-- WHAT THE EXERCISE ASKS --
Rewrite the items below as a numbered list, dropping any blank lines.

-- Region labeling items --
++++++++

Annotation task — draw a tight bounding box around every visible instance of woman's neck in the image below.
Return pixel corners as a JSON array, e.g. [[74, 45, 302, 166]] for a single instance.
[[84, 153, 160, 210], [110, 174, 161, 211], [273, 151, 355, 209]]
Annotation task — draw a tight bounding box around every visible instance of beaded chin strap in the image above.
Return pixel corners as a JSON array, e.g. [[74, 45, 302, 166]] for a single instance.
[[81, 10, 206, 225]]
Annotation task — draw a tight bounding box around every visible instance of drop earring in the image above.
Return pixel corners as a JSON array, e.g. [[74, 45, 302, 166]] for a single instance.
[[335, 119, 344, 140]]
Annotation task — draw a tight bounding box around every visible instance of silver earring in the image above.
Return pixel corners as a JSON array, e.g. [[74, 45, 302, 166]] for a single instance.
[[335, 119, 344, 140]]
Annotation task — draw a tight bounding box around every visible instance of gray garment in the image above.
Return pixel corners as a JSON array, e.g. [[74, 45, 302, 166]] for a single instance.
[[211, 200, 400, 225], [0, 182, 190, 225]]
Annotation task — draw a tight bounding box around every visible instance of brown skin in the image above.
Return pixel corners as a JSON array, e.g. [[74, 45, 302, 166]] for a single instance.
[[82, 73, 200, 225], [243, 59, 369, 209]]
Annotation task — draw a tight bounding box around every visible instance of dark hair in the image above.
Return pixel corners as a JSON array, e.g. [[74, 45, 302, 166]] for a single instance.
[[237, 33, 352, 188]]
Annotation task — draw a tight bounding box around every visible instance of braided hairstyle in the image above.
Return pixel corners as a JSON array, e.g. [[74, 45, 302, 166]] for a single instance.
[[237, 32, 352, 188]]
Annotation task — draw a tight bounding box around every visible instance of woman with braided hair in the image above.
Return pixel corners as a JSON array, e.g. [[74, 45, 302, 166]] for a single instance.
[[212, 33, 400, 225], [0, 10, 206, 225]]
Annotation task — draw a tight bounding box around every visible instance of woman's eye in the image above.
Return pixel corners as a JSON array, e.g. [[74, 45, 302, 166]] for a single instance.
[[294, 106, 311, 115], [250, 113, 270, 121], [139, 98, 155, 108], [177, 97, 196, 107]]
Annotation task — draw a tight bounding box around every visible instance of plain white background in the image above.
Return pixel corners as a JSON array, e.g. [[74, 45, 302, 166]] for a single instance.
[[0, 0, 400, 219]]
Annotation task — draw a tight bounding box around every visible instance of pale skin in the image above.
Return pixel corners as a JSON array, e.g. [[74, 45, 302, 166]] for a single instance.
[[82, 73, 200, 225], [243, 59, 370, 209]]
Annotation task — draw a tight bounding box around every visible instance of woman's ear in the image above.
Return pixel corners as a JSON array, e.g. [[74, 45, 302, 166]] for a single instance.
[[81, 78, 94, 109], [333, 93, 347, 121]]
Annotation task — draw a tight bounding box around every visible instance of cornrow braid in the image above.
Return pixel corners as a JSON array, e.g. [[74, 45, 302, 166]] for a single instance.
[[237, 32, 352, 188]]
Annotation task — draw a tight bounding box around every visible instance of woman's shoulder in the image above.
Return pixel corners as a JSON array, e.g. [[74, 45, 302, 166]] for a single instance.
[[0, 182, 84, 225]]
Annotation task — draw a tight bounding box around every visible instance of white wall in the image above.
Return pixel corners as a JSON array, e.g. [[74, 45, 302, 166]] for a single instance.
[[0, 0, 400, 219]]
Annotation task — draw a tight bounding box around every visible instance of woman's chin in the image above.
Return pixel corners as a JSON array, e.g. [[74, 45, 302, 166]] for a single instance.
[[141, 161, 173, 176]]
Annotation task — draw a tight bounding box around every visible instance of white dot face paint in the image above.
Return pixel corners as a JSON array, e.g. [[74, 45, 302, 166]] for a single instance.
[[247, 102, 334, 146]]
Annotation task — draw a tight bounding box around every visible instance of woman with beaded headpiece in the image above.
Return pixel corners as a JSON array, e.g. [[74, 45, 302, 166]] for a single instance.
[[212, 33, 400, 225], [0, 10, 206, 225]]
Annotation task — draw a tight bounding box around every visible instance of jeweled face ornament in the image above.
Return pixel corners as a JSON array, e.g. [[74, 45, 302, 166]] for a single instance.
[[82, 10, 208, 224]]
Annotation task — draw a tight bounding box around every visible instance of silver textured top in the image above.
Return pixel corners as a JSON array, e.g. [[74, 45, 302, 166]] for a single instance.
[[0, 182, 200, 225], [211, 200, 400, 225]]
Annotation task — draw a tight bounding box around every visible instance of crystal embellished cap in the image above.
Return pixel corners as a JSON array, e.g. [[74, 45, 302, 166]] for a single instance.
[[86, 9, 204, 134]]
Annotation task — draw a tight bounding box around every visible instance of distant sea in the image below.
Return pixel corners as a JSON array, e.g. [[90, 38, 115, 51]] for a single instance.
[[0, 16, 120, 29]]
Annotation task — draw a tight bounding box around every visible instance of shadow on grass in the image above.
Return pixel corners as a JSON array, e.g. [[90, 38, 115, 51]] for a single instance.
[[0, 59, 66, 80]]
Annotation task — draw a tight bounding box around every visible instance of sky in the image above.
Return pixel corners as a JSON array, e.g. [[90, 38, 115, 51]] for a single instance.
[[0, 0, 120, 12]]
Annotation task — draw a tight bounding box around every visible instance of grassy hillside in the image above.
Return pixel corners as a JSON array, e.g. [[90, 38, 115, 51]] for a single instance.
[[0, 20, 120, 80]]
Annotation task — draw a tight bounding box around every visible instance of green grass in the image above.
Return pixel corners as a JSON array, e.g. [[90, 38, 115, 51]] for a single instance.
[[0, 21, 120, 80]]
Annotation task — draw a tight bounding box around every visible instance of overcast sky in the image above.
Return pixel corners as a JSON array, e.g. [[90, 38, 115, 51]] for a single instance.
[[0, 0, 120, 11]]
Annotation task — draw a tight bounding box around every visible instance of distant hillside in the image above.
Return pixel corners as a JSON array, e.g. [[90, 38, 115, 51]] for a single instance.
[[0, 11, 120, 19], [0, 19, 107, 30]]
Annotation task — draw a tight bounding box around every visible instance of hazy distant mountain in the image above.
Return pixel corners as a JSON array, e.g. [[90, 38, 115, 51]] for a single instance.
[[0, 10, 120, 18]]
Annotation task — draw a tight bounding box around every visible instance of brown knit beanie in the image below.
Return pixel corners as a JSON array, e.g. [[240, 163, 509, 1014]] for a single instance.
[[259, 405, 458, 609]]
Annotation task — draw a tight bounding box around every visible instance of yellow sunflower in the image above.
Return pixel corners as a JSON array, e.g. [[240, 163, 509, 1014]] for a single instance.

++++++++

-- FINISHED ANSWER --
1. Annotation task — draw a tight bounding box around every visible instance of woman's neck in the image below.
2. Return pixel corners as a JSON array, e.g. [[74, 45, 302, 166]] for a single instance.
3. [[84, 153, 160, 210], [110, 174, 161, 211], [273, 151, 355, 209]]
4. Annotation task — draw a tight bounding box around every visible instance of beaded chin strap in the image above.
5. Return pixel corners as a JSON array, e.g. [[74, 45, 302, 166]] for a single instance.
6. [[81, 10, 206, 225]]
7. Annotation task — draw a tight bounding box around every visible instance of drop earring in the image above.
8. Return pixel corners as a JSON array, e.g. [[74, 45, 302, 166]] for a single instance.
9. [[335, 119, 344, 140]]
10. Annotation task — draw a tight bounding box around every visible instance of silver earring in the image above.
11. Return pixel corners as a JSON array, e.g. [[74, 45, 302, 166]] for a single instance.
12. [[335, 119, 344, 140]]
13. Annotation task — draw a tight bounding box around every visible instance of gray garment in the image above.
14. Return pixel corners as a JSON array, e.g. [[74, 45, 302, 166]] for a single instance.
15. [[211, 200, 400, 225], [0, 182, 190, 225]]
16. Annotation task — draw a tight bounding box around every visible instance of brown skin in the image above.
17. Return pixel corners as a JSON array, e.g. [[74, 45, 302, 166]] for a single instance.
18. [[82, 73, 200, 225], [243, 59, 369, 209]]
19. Annotation task — draw a tight bounding box around every visible instance of dark hair in the image above.
20. Return pixel corners as a JSON array, e.g. [[74, 45, 302, 166]] for a single instance.
21. [[237, 33, 352, 188]]
22. Annotation task — draw a tight bounding box around every visible instance of braided hairstyle in the image above.
23. Return pixel corners as a JSON array, e.g. [[74, 45, 302, 166]] for a single instance.
24. [[237, 32, 352, 188]]
25. Annotation task — draw a tight bounding box around every visible instance of woman with braided hair in the image above.
26. Return pixel corners as a JSON array, e.g. [[74, 45, 302, 166]] for a single instance.
27. [[212, 33, 400, 225], [0, 10, 206, 225]]
28. Annotation task — draw a tight bounding box around every visible instance of woman's eye in the image above.
29. Return pixel corners as a JSON array, e.g. [[74, 45, 302, 166]] for a single instance.
30. [[294, 106, 311, 115], [250, 113, 270, 121], [139, 98, 155, 108], [177, 97, 196, 107]]
31. Annotation task — draw a tight bounding box around every visible instance of plain white background in the image above.
32. Return pixel corners as a JSON array, e.g. [[74, 45, 302, 166]] for a single instance.
33. [[0, 0, 400, 219]]
34. Annotation task — draw a tight bounding box around every visible instance of pale skin in the image above.
35. Return pixel corners as a JSON array, e.g. [[74, 45, 302, 166]] for a single instance.
36. [[82, 73, 200, 225], [243, 59, 370, 209]]
37. Annotation task — draw a tight bounding box around every visible instance of woman's ear in the image above.
38. Return pixel corners as a JSON array, e.g. [[74, 45, 302, 166]] for a single instance.
39. [[81, 78, 94, 109], [333, 93, 347, 121]]
40. Annotation task — draw a tight bounding box around every visible instance of cornrow braid in the image above.
41. Return pixel corners as a JSON array, e.g. [[74, 45, 302, 166]] for a single instance.
42. [[237, 32, 352, 188]]
43. Annotation task — draw a tight bounding box around every visible instance of woman's shoulder in the image above.
44. Return pixel corners as a JSON array, e.g. [[74, 45, 302, 166]] for a single instance.
45. [[0, 182, 84, 225]]
46. Annotation task — draw a tight bounding box around every visible instance of white wall in the image above.
47. Return pixel corners as a JSON array, e.g. [[74, 45, 302, 166]] for a single instance.
48. [[0, 0, 400, 219]]
49. Annotation task — draw a tight bounding box around every visible instance of woman's chin in the image above.
50. Return pixel corners as a JSON array, e.g. [[74, 45, 302, 166]] for a single instance.
51. [[141, 161, 173, 176]]
52. Annotation task — draw a tight bounding box around every visible instance of white dot face paint in the image above.
53. Return pixel corners as a JSON array, e.g. [[74, 45, 302, 166]] for a single instance.
54. [[247, 102, 334, 146]]
55. Annotation task — draw a tight bounding box around every visible instance of woman with beaded headpiece in the image above.
56. Return pixel corners as a JSON array, e.g. [[74, 45, 302, 166]] for a single instance.
57. [[212, 33, 400, 225], [0, 10, 206, 225]]
58. Annotation task — draw a tight bounding box around every visible instance of jeweled face ornament in the image above.
59. Return pixel corners as a JSON array, e.g. [[74, 45, 302, 166]] for a single instance.
60. [[82, 10, 208, 224]]
61. Annotation task — draw a tight bounding box around every visible instance of silver textured top in the image above.
62. Return pixel corners as a JSON array, e.g. [[74, 45, 302, 166]] for a single instance.
63. [[0, 182, 200, 225], [211, 200, 400, 225]]
64. Annotation task — draw a tight bounding box around every visible instance of crystal embellished cap in the image above.
65. Return pixel corners as a JSON array, e.g. [[74, 45, 302, 166]] for a single instance.
66. [[86, 9, 204, 134]]
67. Annotation task — draw a tight bounding box around every visible instance of distant sea in the image below.
68. Return pixel corners as a JSON array, e.g. [[90, 38, 115, 51]] for a single instance.
69. [[0, 16, 120, 29]]
70. Annotation task — draw a tight bounding box around every visible instance of shadow on grass in the image above.
71. Return pixel corners as a JSON array, e.g. [[90, 38, 115, 51]] for a single instance.
72. [[0, 59, 66, 80]]
73. Annotation task — draw a tight bounding box around every visible instance of sky in the image above.
74. Return pixel corners as a JSON array, e.g. [[90, 38, 115, 51]] for a single instance.
75. [[0, 0, 120, 12]]
76. Annotation task — draw a tight bounding box around every visible instance of grassy hillside in the image above.
77. Return pixel corners as a JSON array, e.g. [[90, 38, 115, 51]] for a single instance.
78. [[0, 20, 120, 80]]
79. Annotation task — draw a tight bounding box around every visible instance of green grass in the image above.
80. Return pixel corners as a JSON array, e.g. [[90, 38, 115, 51]] for a single instance.
81. [[0, 21, 120, 80]]
82. Annotation task — draw a tight bounding box around every visible instance of overcast sky in the image above.
83. Return pixel corners as a JSON array, e.g. [[90, 38, 115, 51]] for a single instance.
84. [[0, 0, 120, 11]]
85. Annotation task — draw a tight bounding box around every visible instance of distant hillside in the image above.
86. Return pixel corners as a JSON array, e.g. [[90, 38, 115, 51]] for a single instance.
87. [[0, 11, 120, 19], [0, 19, 107, 30]]
88. Annotation task — draw a tight bounding box around every visible instance of hazy distant mountain in the image above.
89. Return pixel corners as a JSON array, e.g. [[90, 38, 115, 51]] for a single instance.
90. [[0, 10, 120, 18]]
91. Annotation task — draw a tight bounding box around every visible instance of brown knit beanie in the image below.
92. Return pixel corners as a JSON array, e.g. [[240, 163, 509, 1014]] for a single instance.
93. [[259, 405, 458, 609]]
94. Annotation task — draw a tight bounding box around every visible instance of yellow sunflower in the image above.
95. Return pixel corners as a JSON array, e.g. [[240, 163, 509, 1014]] for a single instance.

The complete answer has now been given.